Istruzioni di lavoro
1. Secondo il brano estratto, in quali contesti Summorum Pontificum ha proiettato soprattutto il tradizionalismo liturgico sul più vasto mondo della Chiesa cattolica?
2. Scrivi come elenco numerato, senza le righe vuote, la parte dei record che comincia con la riga contenente "Report one point per instance of the wristband" e finisce con la riga contenente "[(243, 244), (575, 237), (543, 293)]".

Brano estratto
########################################
Su alcuni temi come la riforma liturgica Benedetto XVI non ha esitato ad esprimersi, sia prima della sua elezione al pontificato sia dopo, come sugli elementi che a suo parere pongono il Concilio e la tradizione della Chiesa in un rapporto di tensione, se non di contrasto. Anche se è certo troppo presto per valutare gli effetti a lungo termine di Summorum Pontificum, è necessario iniziare questo sforzo.

Ad esempio, dopo dieci anni è sorprendente rileggere il tentativo precipitoso, e fallito, di Benedetto di interrompere la tendenza a interpretare il motu proprio come denuncia del Vaticano II, cosa che, di fatto, è diffusa nei circoli cattolici tradizionalisti. “In primo luogo, c’è il timore che qui venga intaccata l’autorità del concilio Vaticano II e che una delle sue decisioni essenziali – la riforma liturgica – venga messa in dubbio” scriveva il papa emerito nella lettera che accompagna Summorum Pontificum.

Tuttavia, aggiungeva: “Tale timore è infondato”. Inoltre, Benedetto esprimeva la convinzione che “le due forme dell’uso del Rito Romano possono arricchirsi a vicenda”. Su entrambi gli aspetti, però, la realtà di questi ultimi dieci anni ha prodotto qualcosa di molto diverso dalle intenzioni dichiarate dal papa. Anzi, la polemica contro il Vaticano II è stata una componente chiave dell’entusiasmo (e, ora, della nostalgia) per il suo pontificato, mentre la coesistenza delle due forme del rito romano all’interno di particolari comunità rimane una chimera.

Tuttavia, esistono due fenomeni che sono parte del paesaggio ecclesiale e teologico del cattolicesimo romano post-Summorum Pontificum e che sono difficilmente separabili dal pontificato di Benedetto XVI. Il primo fenomeno è che Summorum Pontificum ha rafforzato il mondo preesistente e sociologicamente limitato del tradizionalismo liturgico e lo ha proiettato sul più vasto mondo della Chiesa cattolica, specialmente nei contesti di lingua inglese.

Ha dato legittimità teologica a punti di vista tradizionalisti sulle riforme liturgiche del Vaticano II. Ha accresciuto la visibilità della liturgia tradizionalista negli spazi virtuali della Chiesa cattolica. Negli ultimi dieci anni, i social media sono diventati sempre più un forum dove il popolo di Dio può far sentire la propria voce. Le immagini di paramenti elaborati utilizzati per le celebrazioni liturgiche pre-Vaticano II sono diventati parte della dieta quotidiana di coloro che seguono la vita delle Chiese locali e anche di importanti leader della Chiesa.

Questo ha avuto un impatto significativo su parti consistenti del cattolicesimo romano contemporaneo e di quello futuro, soprattutto sui giovani cattolici impegnati e sui convertiti di recente da altre tradizioni cristiane (specialmente dalle Chiese della Riforma protestante), nonché sui seminaristi e giovani sacerdoti.
########################################
Dati di partenza
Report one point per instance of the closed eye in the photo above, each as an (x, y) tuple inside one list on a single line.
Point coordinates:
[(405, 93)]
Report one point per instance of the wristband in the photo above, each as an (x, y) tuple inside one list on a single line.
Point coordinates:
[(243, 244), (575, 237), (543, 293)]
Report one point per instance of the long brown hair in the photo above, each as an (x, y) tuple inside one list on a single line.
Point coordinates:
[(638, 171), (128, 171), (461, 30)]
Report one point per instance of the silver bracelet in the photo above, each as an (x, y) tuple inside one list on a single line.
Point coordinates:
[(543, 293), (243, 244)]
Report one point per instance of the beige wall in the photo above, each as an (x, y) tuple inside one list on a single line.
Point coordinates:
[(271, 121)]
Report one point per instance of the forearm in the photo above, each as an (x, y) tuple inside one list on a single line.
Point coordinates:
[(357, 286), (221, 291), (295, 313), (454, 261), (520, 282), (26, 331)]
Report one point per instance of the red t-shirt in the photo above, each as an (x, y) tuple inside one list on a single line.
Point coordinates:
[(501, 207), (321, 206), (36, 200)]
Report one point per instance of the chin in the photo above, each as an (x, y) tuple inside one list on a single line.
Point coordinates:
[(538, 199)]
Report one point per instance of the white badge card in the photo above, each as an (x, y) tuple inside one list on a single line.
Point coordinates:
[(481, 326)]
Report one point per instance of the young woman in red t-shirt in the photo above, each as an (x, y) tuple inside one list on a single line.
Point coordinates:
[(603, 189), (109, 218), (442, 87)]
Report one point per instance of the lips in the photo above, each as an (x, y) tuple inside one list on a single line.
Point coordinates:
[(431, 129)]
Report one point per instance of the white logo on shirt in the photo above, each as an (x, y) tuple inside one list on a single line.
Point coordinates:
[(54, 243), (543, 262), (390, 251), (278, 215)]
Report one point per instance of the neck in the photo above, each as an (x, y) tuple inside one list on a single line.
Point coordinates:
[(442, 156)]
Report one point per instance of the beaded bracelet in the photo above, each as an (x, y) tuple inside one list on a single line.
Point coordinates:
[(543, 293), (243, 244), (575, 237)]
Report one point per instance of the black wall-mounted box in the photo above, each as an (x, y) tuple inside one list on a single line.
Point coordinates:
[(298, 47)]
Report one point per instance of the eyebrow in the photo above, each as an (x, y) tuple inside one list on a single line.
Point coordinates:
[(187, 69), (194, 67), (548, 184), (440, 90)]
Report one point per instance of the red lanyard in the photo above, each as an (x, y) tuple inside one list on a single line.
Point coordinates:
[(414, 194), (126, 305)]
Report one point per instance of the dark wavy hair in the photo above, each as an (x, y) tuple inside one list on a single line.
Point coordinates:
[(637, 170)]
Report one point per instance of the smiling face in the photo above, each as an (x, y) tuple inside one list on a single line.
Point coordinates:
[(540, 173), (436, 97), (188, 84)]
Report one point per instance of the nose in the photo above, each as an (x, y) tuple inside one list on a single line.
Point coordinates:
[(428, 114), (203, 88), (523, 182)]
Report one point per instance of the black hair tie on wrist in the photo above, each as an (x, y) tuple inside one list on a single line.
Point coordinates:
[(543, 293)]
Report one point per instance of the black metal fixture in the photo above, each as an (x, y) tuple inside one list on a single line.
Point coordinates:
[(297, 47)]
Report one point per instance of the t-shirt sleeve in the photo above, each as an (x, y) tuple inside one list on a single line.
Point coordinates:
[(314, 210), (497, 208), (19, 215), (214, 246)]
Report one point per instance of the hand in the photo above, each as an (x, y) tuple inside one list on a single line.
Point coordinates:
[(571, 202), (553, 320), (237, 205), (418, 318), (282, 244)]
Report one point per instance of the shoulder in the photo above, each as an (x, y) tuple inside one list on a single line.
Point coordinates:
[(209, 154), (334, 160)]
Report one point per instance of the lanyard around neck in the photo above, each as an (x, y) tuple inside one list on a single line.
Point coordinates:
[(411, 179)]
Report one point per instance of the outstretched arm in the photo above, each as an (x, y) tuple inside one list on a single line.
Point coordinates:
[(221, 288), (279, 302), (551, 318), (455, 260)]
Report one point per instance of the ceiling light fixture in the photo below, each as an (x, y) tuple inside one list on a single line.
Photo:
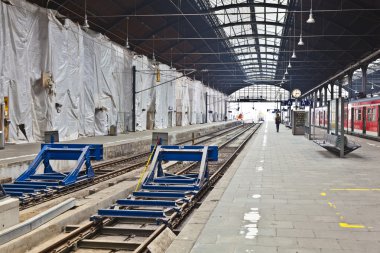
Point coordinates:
[(127, 42), (294, 54), (311, 20), (154, 62), (294, 38), (85, 26), (300, 42)]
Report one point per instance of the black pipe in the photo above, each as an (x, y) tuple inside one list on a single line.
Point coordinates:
[(206, 108), (134, 98)]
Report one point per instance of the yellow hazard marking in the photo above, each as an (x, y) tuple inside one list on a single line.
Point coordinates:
[(346, 225), (355, 189)]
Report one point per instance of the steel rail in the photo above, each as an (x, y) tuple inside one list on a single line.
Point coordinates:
[(71, 240), (53, 194)]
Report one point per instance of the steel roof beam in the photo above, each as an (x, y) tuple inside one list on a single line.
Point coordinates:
[(248, 4)]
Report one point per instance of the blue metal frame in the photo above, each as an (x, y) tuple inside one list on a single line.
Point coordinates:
[(165, 191), (30, 182)]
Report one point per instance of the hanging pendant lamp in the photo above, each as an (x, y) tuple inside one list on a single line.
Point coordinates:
[(300, 42), (311, 19), (294, 56)]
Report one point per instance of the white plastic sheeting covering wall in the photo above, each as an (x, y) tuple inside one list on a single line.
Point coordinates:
[(165, 97), (182, 101), (92, 76), (144, 90)]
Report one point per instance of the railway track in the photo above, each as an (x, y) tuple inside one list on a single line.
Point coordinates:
[(107, 170), (135, 234)]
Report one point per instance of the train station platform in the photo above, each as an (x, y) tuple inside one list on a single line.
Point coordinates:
[(285, 194), (15, 158)]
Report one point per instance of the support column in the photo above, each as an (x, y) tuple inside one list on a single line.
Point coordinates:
[(328, 116), (336, 116), (134, 98), (350, 85), (341, 104), (206, 107), (364, 79), (340, 88), (314, 114), (322, 97)]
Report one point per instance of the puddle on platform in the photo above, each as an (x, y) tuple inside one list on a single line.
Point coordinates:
[(250, 230)]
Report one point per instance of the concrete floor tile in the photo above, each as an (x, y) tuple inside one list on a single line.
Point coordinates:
[(273, 199)]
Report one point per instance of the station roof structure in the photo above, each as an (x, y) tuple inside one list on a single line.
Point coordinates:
[(236, 43)]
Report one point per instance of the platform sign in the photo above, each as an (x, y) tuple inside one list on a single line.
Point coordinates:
[(298, 122)]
########################################
Risposte complete
1. Soprattutto nei contesti di lingua inglese.

2.
1. Report one point per instance of the wristband in the photo above, each as an (x, y) tuple inside one list on a single line.
2. Point coordinates:
3. [(243, 244), (575, 237), (543, 293)]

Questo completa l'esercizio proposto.